Texto extraído:

== == ==

"No estoy enferma, por eso no quieren aplicarme la eutanasia; pero sufro", dice Hélène Wuillemin, quien a sus 100 años quiere poner fin a los dolores de la vejez y el lunes inició una huelga de hambre en Laxou, noreste de Francia.
Si da su testimonio, "no es para ser una estrella, es para ayudar a las personas que quieren morir", como ella, advierte Hélène, con un vestido de rayas rosas y verdes, y una manta con renos y abetos en las rodillas.
En Francia, la eutanasia y el suicidio asistidos están prohibidos. Algunos franceses intentan ir a otros países vecinos, como Suiza o Bélgica.
"Es inadmisible que en Francia se llegue tan tarde" a esta cuestión de la eutanasia y del suicidio asistido, suspira la centenaria, instalada en una silla en su apartamento con vistas al bosque de Haya, cerca de Nancy.
"Sufro cada día más y ya no es tolerable. Solo hay una solución, y es la eutanasia. Lo intenté en Suiza, no me aceptaron; y en Bélgica, es complicado. Sin embargo, considero que tengo todos los criterios", explica a la AFP la mujer de ojos azules, que nació el 6 de marzo de 1920.
Desde el lunes dejó de comer. Bebe agua y té y solo ingiere sus medicamentos para el dolor.
"Vino el médico y no está muy contento", dice con una sonrisa traviesa.
En la puerta de una cómoda llena de objetos diversos, colgó un cartel, fechado y firmado, recordando sus instrucciones: "No quiero ser reanimada y no quiero cuidados intensivos".
Sus manos son delgadas, su antebrazo izquierdo está como abollado, después de una fractura, y su pie derecho está "torcido" desde una operación quirúrgica.
“¡Vida de pendeja!”
"Duermo, hago algunos juegos tontos en la computadora, veo películas en la tele, pero me duermo antes de que terminen. ¿Tú llamas a eso vida? ¡Yo no! ¡Qué vida de pendeja!", exclama irritada la centenaria, quien sufre de dolores, sobre todo en las piernas, las rodillas y las caderas.
Equipada con audífonos, no escucha bien a sus interlocutores en el teléfono y su vista disminuye. Pasa las noches desde hace varios años en un sillón reclinable. Los dolores la despiertan, así que "da vueltas entre la silla y la tele".
Se mueve difícilmente con un andador, con la espalda curvada, y no ha cruzado la puerta de su vivienda "desde hace varios meses".
Detrás de su silla están colgados en la pared un pequeño cuadro con flores pintadas por su madre, que murió a los 92 años, y dos fotos de una de sus nietas, que ella ve ocasionalmente como a otros miembros de su familia.
Una amiga la visita regularmente. "Conocí la guerra, tenía 19 años en 1939, era estudiante en Toulouse (suroeste). Nos bombardearon, no teníamos mucho que comer. Teníamos que hacer cola y a veces ni siquiera teníamos leche", recuerda.
Computadora y teléfono inteligente
Hélène se casó con un agricultor y tuvo un hijo y dos hijas entre 1948 y 1951. Su marido murió "hace mucho tiempo", dice, sin recordar el año. "Tuve que criar a mis tres hijos sola", contó.
Fue profesora en el Alto Doubs (este), donde los inviernos eran muy duros debido a la nieve y el frío.
El duelo de la muerte de su marido, su condición de madre soltera y su profesión la convirtieron en una mujer "bastante autoritaria", reconoce riéndose.
"¡Pero no creo que tenga mal carácter!", añade.
Muy alerta, pasa fácilmente de su teléfono inteligente a su computadora, escribe correos a su familia y al diputado de su circunscripción "para quejarse".
Desde la ventana entreabierta le llega el canto de los pájaros. "Es una distracción", explica sonriente esta exjugadora de bridge.
Su otro placer era comer. Sin embargo, no hay manera de detener su huelga de hambre.
“Espero pacíficamente que la muerte llegue. Soy filósofa y realista: todos mueren. Pero me gustaría morir lo antes posible, dormirme en mi silla”, resumió.

== == ==

Registros de una colección de datos:

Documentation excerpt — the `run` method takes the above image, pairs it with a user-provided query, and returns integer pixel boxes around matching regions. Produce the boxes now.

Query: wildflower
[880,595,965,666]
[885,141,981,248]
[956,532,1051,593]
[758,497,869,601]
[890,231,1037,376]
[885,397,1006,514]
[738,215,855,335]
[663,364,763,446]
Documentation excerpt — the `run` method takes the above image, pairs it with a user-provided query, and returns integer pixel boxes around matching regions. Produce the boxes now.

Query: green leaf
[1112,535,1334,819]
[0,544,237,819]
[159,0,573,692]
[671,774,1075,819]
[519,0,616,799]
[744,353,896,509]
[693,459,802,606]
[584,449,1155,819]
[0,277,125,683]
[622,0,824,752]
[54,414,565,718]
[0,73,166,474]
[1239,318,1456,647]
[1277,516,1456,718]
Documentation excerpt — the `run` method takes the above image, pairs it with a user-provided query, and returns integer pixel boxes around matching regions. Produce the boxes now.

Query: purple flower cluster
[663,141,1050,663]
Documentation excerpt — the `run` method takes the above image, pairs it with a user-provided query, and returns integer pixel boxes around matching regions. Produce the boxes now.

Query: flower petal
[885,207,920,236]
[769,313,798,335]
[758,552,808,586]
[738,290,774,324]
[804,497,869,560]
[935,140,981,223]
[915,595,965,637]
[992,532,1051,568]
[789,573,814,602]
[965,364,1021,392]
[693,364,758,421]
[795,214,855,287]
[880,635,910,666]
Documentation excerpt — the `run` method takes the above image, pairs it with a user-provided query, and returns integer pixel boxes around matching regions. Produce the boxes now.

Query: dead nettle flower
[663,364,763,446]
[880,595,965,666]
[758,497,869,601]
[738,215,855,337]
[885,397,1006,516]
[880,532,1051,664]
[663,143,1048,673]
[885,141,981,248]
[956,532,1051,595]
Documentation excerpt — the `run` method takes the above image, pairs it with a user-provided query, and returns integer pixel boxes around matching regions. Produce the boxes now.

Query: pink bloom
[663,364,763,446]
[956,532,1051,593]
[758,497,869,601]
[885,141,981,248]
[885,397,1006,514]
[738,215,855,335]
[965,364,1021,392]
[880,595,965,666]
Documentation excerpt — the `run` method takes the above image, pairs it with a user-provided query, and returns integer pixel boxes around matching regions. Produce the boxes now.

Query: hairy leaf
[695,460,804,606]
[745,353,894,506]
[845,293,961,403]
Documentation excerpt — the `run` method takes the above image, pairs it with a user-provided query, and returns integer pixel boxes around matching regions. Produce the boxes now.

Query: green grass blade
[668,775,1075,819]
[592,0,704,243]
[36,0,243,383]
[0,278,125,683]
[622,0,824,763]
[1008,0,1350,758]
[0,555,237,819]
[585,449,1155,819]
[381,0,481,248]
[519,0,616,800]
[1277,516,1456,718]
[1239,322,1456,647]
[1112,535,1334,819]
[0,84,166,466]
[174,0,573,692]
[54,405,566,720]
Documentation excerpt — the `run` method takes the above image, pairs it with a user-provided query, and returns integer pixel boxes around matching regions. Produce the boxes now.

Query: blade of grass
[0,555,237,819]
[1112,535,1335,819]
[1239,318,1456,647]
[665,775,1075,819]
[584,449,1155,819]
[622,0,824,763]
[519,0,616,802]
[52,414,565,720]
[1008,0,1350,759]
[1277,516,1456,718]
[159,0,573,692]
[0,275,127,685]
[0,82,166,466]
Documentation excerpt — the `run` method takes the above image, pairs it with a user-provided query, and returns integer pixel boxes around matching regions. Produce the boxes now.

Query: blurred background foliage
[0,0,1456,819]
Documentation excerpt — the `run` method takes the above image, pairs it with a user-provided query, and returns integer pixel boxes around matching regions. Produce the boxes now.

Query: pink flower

== == ==

Ejercicios:
A. Responde, según el texto sobre Hélène Wuillemin:
(i) ¿En qué fecha nació?
(ii) ¿En qué región fue profesora?
(iii) ¿Qué bebe desde que dejó de comer?
B. Reproduce del texto sobre Hélène Wuillemin el pasaje que va de "Detrás de su" a "nieve y el frío.".
Las líneas de datos no hacen falta para resolver nada de lo que se pide.

Lista de respuestas:
A.
(i) El 6 de marzo de 1920.
(ii) En el Alto Doubs.
(iii) Agua y té.

B.
Detrás de su silla están colgados en la pared un pequeño cuadro con flores pintadas por su madre, que murió a los 92 años, y dos fotos de una de sus nietas, que ella ve ocasionalmente como a otros miembros de su familia.
Una amiga la visita regularmente. "Conocí la guerra, tenía 19 años en 1939, era estudiante en Toulouse (suroeste). Nos bombardearon, no teníamos mucho que comer. Teníamos que hacer cola y a veces ni siquiera teníamos leche", recuerda.
Computadora y teléfono inteligente
Hélène se casó con un agricultor y tuvo un hijo y dos hijas entre 1948 y 1951. Su marido murió "hace mucho tiempo", dice, sin recordar el año. "Tuve que criar a mis tres hijos sola", contó.
Fue profesora en el Alto Doubs (este), donde los inviernos eran muy duros debido a la nieve y el frío.